CO ZROBIĆ:
Przepisz wiernie wszystkie poniższe wiersze, bez żadnych zmian.

++++

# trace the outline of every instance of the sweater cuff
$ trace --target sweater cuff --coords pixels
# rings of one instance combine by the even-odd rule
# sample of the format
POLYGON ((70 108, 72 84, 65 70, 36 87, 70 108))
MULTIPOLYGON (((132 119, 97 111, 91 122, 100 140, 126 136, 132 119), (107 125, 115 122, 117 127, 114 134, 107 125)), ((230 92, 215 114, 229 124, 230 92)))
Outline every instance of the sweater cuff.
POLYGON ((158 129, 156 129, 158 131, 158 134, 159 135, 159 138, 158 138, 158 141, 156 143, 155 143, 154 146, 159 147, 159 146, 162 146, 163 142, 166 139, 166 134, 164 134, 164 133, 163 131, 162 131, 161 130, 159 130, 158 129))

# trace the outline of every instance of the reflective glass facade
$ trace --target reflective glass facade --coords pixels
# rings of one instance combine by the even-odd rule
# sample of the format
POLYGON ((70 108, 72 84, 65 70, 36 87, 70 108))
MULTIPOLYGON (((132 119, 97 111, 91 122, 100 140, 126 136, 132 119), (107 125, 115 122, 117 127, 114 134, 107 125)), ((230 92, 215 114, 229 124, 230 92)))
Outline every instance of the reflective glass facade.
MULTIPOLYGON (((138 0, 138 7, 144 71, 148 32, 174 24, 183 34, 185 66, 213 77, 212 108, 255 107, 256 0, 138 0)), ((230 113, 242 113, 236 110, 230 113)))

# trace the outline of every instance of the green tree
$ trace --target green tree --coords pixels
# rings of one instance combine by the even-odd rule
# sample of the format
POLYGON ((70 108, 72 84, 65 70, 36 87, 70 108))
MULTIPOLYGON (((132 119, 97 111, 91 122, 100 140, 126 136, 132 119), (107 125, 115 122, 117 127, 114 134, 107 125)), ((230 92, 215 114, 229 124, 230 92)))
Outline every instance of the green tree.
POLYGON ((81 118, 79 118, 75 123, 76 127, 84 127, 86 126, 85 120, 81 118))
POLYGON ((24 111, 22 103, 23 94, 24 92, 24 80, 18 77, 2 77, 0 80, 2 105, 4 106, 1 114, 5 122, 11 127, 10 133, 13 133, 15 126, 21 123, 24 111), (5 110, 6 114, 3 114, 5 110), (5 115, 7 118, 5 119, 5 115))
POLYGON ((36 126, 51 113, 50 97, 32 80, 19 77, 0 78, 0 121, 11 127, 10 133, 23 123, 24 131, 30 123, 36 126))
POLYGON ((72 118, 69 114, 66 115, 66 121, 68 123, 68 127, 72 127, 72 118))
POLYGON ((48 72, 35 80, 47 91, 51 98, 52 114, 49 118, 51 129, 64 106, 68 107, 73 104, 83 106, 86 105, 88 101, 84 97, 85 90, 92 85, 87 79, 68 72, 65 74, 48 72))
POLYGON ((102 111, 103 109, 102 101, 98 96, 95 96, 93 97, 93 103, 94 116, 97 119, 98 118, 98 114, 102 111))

++++

PEŁNA ODPOWIEDŹ:
# trace the outline of every instance of the sweater cuff
$ trace --target sweater cuff --coords pixels
# rings of one instance combine by the even-odd rule
# sample of the format
POLYGON ((70 108, 72 84, 65 70, 36 87, 70 108))
MULTIPOLYGON (((132 119, 97 111, 91 122, 100 140, 126 136, 132 119), (107 125, 115 122, 117 127, 114 134, 107 125)), ((230 92, 215 114, 229 124, 230 92)))
Outline every instance of the sweater cuff.
POLYGON ((158 129, 156 129, 158 131, 158 134, 159 135, 159 138, 158 138, 158 141, 156 143, 155 143, 154 146, 159 147, 159 146, 162 146, 163 142, 166 139, 166 134, 164 134, 164 133, 163 131, 162 131, 161 130, 159 130, 158 129))

# trace the outline of every instance of the reflective glass facade
$ trace --target reflective glass facade --coords pixels
# rings of one instance combine by the even-odd rule
# sample of the format
POLYGON ((70 108, 72 84, 65 70, 36 87, 70 108))
MULTIPOLYGON (((132 119, 97 111, 91 122, 100 140, 126 136, 132 119), (107 125, 115 122, 117 127, 114 134, 107 125)), ((230 92, 215 114, 229 124, 230 92)))
Outline every instance of the reflective glass facade.
MULTIPOLYGON (((138 0, 138 7, 144 71, 148 32, 174 24, 183 34, 185 66, 213 77, 212 108, 255 107, 256 0, 138 0)), ((230 113, 242 113, 236 110, 230 113)))

# trace the outline of every instance of the green tree
$ trace --target green tree --coords pixels
# rings of one instance combine by the even-odd rule
# sample of the format
POLYGON ((70 108, 72 84, 65 70, 36 87, 70 108))
MULTIPOLYGON (((132 119, 97 111, 91 122, 100 140, 126 136, 132 119), (107 125, 115 122, 117 127, 114 134, 107 125)), ((230 92, 215 114, 229 124, 230 92)))
Outline every instance of the green tree.
POLYGON ((81 118, 79 118, 75 123, 76 127, 84 127, 86 126, 85 120, 81 118))
POLYGON ((24 111, 22 103, 23 94, 24 92, 24 80, 18 77, 2 77, 0 80, 2 105, 4 106, 1 114, 5 122, 11 127, 10 133, 13 133, 15 126, 21 123, 24 111), (5 110, 6 114, 3 114, 5 110), (5 115, 7 118, 5 119, 5 115))
POLYGON ((36 126, 51 113, 50 97, 32 80, 19 77, 0 78, 0 121, 11 127, 10 133, 23 123, 24 131, 30 123, 36 126))
POLYGON ((72 118, 69 114, 66 115, 66 121, 68 123, 68 127, 72 127, 72 118))
POLYGON ((48 72, 35 80, 47 91, 51 98, 52 114, 49 118, 51 129, 64 106, 68 107, 73 104, 83 106, 86 105, 88 101, 84 97, 85 90, 92 85, 87 79, 68 72, 65 74, 48 72))
POLYGON ((102 111, 103 109, 102 101, 98 96, 95 96, 93 97, 93 103, 94 116, 97 119, 98 118, 98 114, 102 111))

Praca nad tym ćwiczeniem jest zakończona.